• **What you need to do**: Show each line of the rows below that contains the string "rack", treating uppercase and lowercase letters as different.

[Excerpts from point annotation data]

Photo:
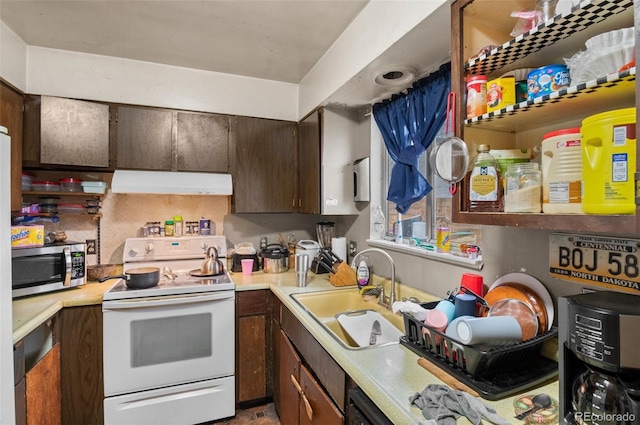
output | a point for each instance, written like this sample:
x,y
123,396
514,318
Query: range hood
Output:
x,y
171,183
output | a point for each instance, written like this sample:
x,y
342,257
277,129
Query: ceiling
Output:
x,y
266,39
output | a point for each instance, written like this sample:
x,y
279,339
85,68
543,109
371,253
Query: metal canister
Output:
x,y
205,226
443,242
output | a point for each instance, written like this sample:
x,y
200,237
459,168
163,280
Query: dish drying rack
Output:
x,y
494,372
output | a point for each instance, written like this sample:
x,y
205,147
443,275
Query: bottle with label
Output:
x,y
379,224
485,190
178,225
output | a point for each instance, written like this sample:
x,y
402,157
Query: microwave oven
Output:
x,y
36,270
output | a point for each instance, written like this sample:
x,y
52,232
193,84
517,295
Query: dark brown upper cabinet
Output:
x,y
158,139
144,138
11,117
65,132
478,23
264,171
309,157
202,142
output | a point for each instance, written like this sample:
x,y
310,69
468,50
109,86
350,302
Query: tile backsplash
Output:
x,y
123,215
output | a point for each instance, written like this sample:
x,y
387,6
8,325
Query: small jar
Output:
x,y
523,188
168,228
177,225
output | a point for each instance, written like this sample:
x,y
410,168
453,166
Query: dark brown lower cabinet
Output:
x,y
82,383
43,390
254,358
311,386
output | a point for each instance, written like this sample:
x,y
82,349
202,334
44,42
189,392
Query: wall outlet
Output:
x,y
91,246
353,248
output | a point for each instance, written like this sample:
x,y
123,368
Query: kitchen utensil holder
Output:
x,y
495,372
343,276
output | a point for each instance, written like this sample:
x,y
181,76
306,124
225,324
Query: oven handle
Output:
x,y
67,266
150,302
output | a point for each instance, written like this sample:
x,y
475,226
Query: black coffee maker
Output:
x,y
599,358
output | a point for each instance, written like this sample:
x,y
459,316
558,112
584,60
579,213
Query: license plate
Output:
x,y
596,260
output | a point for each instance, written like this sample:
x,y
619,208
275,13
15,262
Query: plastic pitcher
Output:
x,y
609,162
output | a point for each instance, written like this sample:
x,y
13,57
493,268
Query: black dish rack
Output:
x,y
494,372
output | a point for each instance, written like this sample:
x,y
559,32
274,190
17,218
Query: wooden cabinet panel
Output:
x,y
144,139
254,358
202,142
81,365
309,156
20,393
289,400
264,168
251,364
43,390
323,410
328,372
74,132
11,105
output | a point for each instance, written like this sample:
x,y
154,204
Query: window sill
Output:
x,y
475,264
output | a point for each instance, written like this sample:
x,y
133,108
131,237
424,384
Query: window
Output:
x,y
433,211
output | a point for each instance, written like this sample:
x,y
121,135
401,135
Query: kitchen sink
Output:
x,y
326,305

• **Solution for this problem**:
Query: dish drying rack
Query: black dish rack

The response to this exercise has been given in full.